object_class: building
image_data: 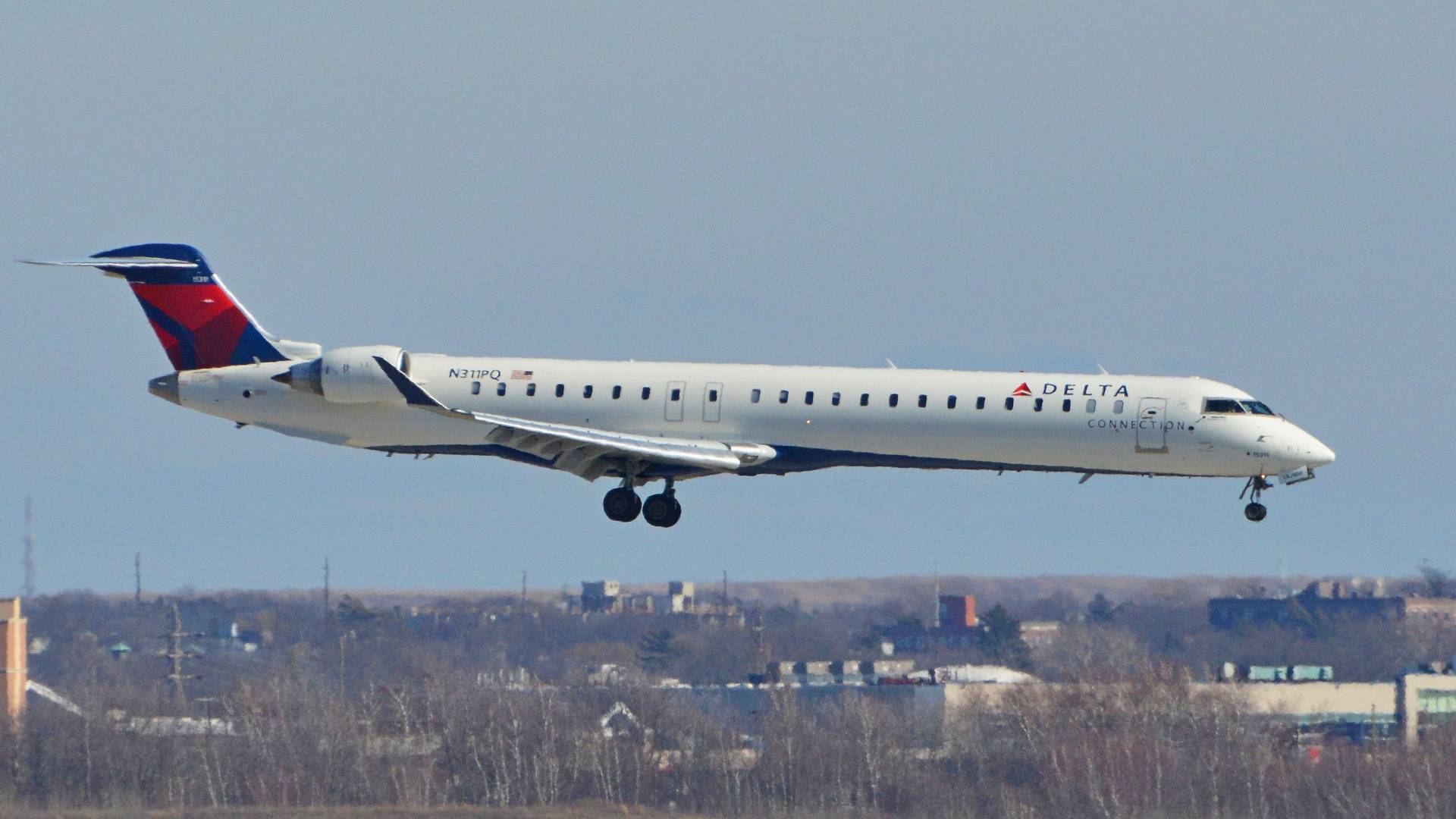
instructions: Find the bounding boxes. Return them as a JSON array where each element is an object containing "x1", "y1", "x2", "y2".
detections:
[
  {"x1": 885, "y1": 595, "x2": 981, "y2": 654},
  {"x1": 1209, "y1": 580, "x2": 1456, "y2": 628},
  {"x1": 581, "y1": 580, "x2": 622, "y2": 612},
  {"x1": 664, "y1": 580, "x2": 698, "y2": 613},
  {"x1": 0, "y1": 598, "x2": 29, "y2": 720}
]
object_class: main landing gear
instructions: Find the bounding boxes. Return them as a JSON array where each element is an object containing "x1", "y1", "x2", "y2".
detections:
[
  {"x1": 601, "y1": 475, "x2": 682, "y2": 529},
  {"x1": 1239, "y1": 475, "x2": 1274, "y2": 523}
]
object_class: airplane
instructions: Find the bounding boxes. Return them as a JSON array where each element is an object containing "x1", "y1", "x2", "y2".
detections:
[{"x1": 27, "y1": 243, "x2": 1335, "y2": 528}]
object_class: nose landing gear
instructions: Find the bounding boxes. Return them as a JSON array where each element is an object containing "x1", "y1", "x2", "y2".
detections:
[{"x1": 1239, "y1": 475, "x2": 1274, "y2": 523}]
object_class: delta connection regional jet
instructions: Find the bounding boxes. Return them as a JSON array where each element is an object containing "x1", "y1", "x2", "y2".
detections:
[{"x1": 33, "y1": 245, "x2": 1335, "y2": 526}]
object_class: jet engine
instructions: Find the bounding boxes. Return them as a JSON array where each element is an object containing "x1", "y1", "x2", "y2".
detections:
[{"x1": 274, "y1": 344, "x2": 410, "y2": 403}]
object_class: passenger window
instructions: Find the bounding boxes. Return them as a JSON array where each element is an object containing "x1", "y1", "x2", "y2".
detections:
[{"x1": 1203, "y1": 398, "x2": 1244, "y2": 416}]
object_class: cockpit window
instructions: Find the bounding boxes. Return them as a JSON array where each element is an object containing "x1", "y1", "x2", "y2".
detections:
[{"x1": 1203, "y1": 398, "x2": 1244, "y2": 416}]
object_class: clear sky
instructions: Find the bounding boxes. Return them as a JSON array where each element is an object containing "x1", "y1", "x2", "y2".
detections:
[{"x1": 0, "y1": 3, "x2": 1456, "y2": 592}]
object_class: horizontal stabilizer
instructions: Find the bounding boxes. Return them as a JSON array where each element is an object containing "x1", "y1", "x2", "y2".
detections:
[{"x1": 16, "y1": 256, "x2": 196, "y2": 270}]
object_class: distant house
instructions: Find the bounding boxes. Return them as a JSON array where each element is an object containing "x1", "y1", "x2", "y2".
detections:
[
  {"x1": 885, "y1": 595, "x2": 981, "y2": 654},
  {"x1": 1209, "y1": 580, "x2": 1456, "y2": 628}
]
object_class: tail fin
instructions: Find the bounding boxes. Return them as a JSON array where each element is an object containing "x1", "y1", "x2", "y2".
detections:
[{"x1": 23, "y1": 245, "x2": 313, "y2": 370}]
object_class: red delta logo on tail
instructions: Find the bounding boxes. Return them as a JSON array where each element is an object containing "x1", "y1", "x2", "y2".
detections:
[{"x1": 92, "y1": 243, "x2": 288, "y2": 370}]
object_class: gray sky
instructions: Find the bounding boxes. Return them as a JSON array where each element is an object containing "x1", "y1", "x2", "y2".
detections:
[{"x1": 0, "y1": 3, "x2": 1456, "y2": 592}]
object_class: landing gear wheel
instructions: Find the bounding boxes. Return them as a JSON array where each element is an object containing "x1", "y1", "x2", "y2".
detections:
[
  {"x1": 1239, "y1": 475, "x2": 1274, "y2": 523},
  {"x1": 601, "y1": 487, "x2": 642, "y2": 523},
  {"x1": 642, "y1": 493, "x2": 682, "y2": 529}
]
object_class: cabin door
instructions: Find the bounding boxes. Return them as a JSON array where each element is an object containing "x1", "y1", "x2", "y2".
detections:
[
  {"x1": 1138, "y1": 398, "x2": 1168, "y2": 455},
  {"x1": 703, "y1": 381, "x2": 723, "y2": 422},
  {"x1": 663, "y1": 381, "x2": 687, "y2": 421}
]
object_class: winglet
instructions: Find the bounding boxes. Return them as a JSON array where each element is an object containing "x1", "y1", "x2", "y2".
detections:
[{"x1": 374, "y1": 356, "x2": 454, "y2": 413}]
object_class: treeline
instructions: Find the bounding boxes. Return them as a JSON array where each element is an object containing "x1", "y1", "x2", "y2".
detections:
[{"x1": 8, "y1": 664, "x2": 1456, "y2": 819}]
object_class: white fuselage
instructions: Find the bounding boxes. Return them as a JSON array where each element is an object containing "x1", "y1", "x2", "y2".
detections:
[{"x1": 165, "y1": 354, "x2": 1334, "y2": 478}]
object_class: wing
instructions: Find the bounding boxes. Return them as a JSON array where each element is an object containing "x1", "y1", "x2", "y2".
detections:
[{"x1": 374, "y1": 356, "x2": 776, "y2": 481}]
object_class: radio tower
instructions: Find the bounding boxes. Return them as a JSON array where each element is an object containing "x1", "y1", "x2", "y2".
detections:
[{"x1": 20, "y1": 495, "x2": 35, "y2": 598}]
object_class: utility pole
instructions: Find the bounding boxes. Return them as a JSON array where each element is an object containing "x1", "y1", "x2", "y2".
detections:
[
  {"x1": 162, "y1": 604, "x2": 202, "y2": 711},
  {"x1": 323, "y1": 555, "x2": 329, "y2": 628},
  {"x1": 930, "y1": 561, "x2": 940, "y2": 628},
  {"x1": 20, "y1": 495, "x2": 35, "y2": 598}
]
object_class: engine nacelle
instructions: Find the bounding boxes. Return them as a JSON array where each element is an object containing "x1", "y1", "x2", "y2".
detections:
[{"x1": 274, "y1": 344, "x2": 410, "y2": 403}]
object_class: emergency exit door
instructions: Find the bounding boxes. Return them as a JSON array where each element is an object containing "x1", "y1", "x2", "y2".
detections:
[
  {"x1": 703, "y1": 381, "x2": 723, "y2": 422},
  {"x1": 663, "y1": 381, "x2": 687, "y2": 421},
  {"x1": 1138, "y1": 398, "x2": 1168, "y2": 455}
]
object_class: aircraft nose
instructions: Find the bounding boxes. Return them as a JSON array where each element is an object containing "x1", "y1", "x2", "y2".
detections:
[{"x1": 1298, "y1": 430, "x2": 1335, "y2": 468}]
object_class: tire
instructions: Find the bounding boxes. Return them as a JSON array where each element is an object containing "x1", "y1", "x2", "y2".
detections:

WHAT IS REQUIRED: Repeat each record exactly as shown above, dropping all images.

THE REPLY:
object_class: building
image_data: 
instructions: Find the bounding boxes. Return them as a JSON array where each element is an object containing "x1", "y1", "x2", "y2".
detections:
[
  {"x1": 885, "y1": 595, "x2": 981, "y2": 654},
  {"x1": 1209, "y1": 580, "x2": 1456, "y2": 628},
  {"x1": 581, "y1": 580, "x2": 622, "y2": 612},
  {"x1": 664, "y1": 580, "x2": 698, "y2": 613},
  {"x1": 0, "y1": 598, "x2": 29, "y2": 720}
]
object_class: main landing gear
instructions: Find the bounding boxes. Return them as a JSON array where each element is an object containing "x1", "y1", "x2", "y2".
detections:
[
  {"x1": 601, "y1": 475, "x2": 682, "y2": 529},
  {"x1": 1239, "y1": 475, "x2": 1274, "y2": 523}
]
object_class: airplane
instructions: Find the bounding boxes. Return them as a JSON array where each element is an object containing "x1", "y1", "x2", "y2".
detections:
[{"x1": 27, "y1": 243, "x2": 1335, "y2": 528}]
object_class: nose landing gear
instructions: Find the bounding boxes. Return them as a JSON array where each element is an object containing "x1", "y1", "x2", "y2".
detections:
[{"x1": 1239, "y1": 475, "x2": 1274, "y2": 523}]
object_class: delta connection regional jet
instructions: Find the bounding boxes. Return them as a JSON array where each element is an object containing "x1", "y1", "x2", "y2".
detections:
[{"x1": 33, "y1": 245, "x2": 1335, "y2": 526}]
object_class: jet engine
instructions: Find the bounding boxes. Return them as a JSON array where each element is an object containing "x1", "y1", "x2", "y2".
detections:
[{"x1": 274, "y1": 344, "x2": 410, "y2": 403}]
object_class: passenger window
instructions: Find the bounding boxes. Return them as a JSON array where each element is an object containing "x1", "y1", "x2", "y2".
detections:
[{"x1": 1203, "y1": 398, "x2": 1244, "y2": 416}]
object_class: cockpit window
instructions: Find the bounding boxes. Return them as a JSON array where each element is an object containing "x1", "y1", "x2", "y2".
detections:
[{"x1": 1203, "y1": 398, "x2": 1244, "y2": 416}]
object_class: clear sky
instructions: Find the bounding boxes. Return them as a JSON array where each element is an object containing "x1", "y1", "x2", "y2".
detections:
[{"x1": 0, "y1": 3, "x2": 1456, "y2": 592}]
object_class: horizontal stabilizer
instructions: Find the bounding boxes. Return them as a JSON array where each element is an object containing "x1", "y1", "x2", "y2".
detections:
[{"x1": 16, "y1": 256, "x2": 196, "y2": 270}]
object_class: distant house
instructions: Find the bounding boxes. Return them as a JSON array where each element is an object containing "x1", "y1", "x2", "y2".
detections:
[
  {"x1": 885, "y1": 595, "x2": 981, "y2": 654},
  {"x1": 1209, "y1": 580, "x2": 1456, "y2": 628}
]
object_class: tail fin
instructions: Find the bounding boxes. Return them as a JSON array where each element is an object containing "x1", "y1", "x2", "y2".
detections:
[{"x1": 23, "y1": 245, "x2": 313, "y2": 370}]
object_class: red delta logo on tail
instructions: Find the bounding boxes. Return them as a JSON array where each element is an object containing "x1", "y1", "x2", "y2".
detections:
[{"x1": 92, "y1": 243, "x2": 288, "y2": 370}]
object_class: gray sky
instructions: Find the bounding boxes. Return them as a JSON array where each element is an object containing "x1", "y1", "x2", "y2".
detections:
[{"x1": 0, "y1": 3, "x2": 1456, "y2": 592}]
object_class: landing gear wheel
instructions: Find the bounding boxes. Return them as a JSON array where each element is an object containing "x1", "y1", "x2", "y2".
detections:
[
  {"x1": 1239, "y1": 475, "x2": 1274, "y2": 523},
  {"x1": 601, "y1": 487, "x2": 642, "y2": 523},
  {"x1": 642, "y1": 493, "x2": 682, "y2": 529}
]
object_class: cabin door
instructions: Find the bounding boxes. Return them as a JSON array where each element is an object containing "x1", "y1", "x2", "y2".
detections:
[
  {"x1": 1138, "y1": 398, "x2": 1168, "y2": 455},
  {"x1": 703, "y1": 381, "x2": 723, "y2": 422},
  {"x1": 663, "y1": 381, "x2": 687, "y2": 421}
]
object_class: winglet
instructions: Find the bounding boxes. Return them as a JSON array where each element is an object containing "x1", "y1", "x2", "y2".
detections:
[{"x1": 374, "y1": 356, "x2": 454, "y2": 413}]
object_class: treeline
instructions: Find the bounding boxes. Return them as a JSON array where each element is an object containing "x1", "y1", "x2", "y2".
detections:
[{"x1": 8, "y1": 664, "x2": 1456, "y2": 819}]
object_class: white fuselage
instructions: Find the bounding boxes. Return them as a JSON array where each element is an object containing "x1", "y1", "x2", "y2".
detections:
[{"x1": 165, "y1": 354, "x2": 1334, "y2": 478}]
object_class: wing
instructions: Find the bounding boxes. Return them as a JSON array where each element is an object containing "x1", "y1", "x2", "y2".
detections:
[{"x1": 374, "y1": 356, "x2": 776, "y2": 481}]
object_class: radio tower
instructions: Find the bounding boxes. Return them as a JSON array where each element is an object containing "x1", "y1", "x2", "y2".
detections:
[{"x1": 20, "y1": 495, "x2": 35, "y2": 598}]
object_class: utility pole
instructions: Find the bounding boxes. Return them as a JSON array where each element is an object containing "x1", "y1", "x2", "y2".
detections:
[
  {"x1": 162, "y1": 604, "x2": 202, "y2": 711},
  {"x1": 323, "y1": 555, "x2": 329, "y2": 628},
  {"x1": 930, "y1": 561, "x2": 940, "y2": 628},
  {"x1": 20, "y1": 495, "x2": 35, "y2": 598}
]
object_class: engine nacelle
instructions: Find the bounding boxes. Return them as a JSON array where each element is an object containing "x1", "y1", "x2", "y2".
detections:
[{"x1": 274, "y1": 344, "x2": 410, "y2": 403}]
object_class: emergency exit door
instructions: Find the bounding boxes. Return them as a JSON array where each element is an object containing "x1", "y1", "x2", "y2".
detections:
[
  {"x1": 703, "y1": 381, "x2": 723, "y2": 422},
  {"x1": 663, "y1": 381, "x2": 687, "y2": 421},
  {"x1": 1138, "y1": 398, "x2": 1168, "y2": 455}
]
object_class: aircraft nose
instructions: Find the bounding boxes. Return them as a JSON array where each element is an object containing "x1", "y1", "x2", "y2".
detections:
[{"x1": 1298, "y1": 430, "x2": 1335, "y2": 468}]
object_class: tire
instructions: Find the bounding boxes. Return them as a JSON array where each element is an object containing "x1", "y1", "x2", "y2".
detections:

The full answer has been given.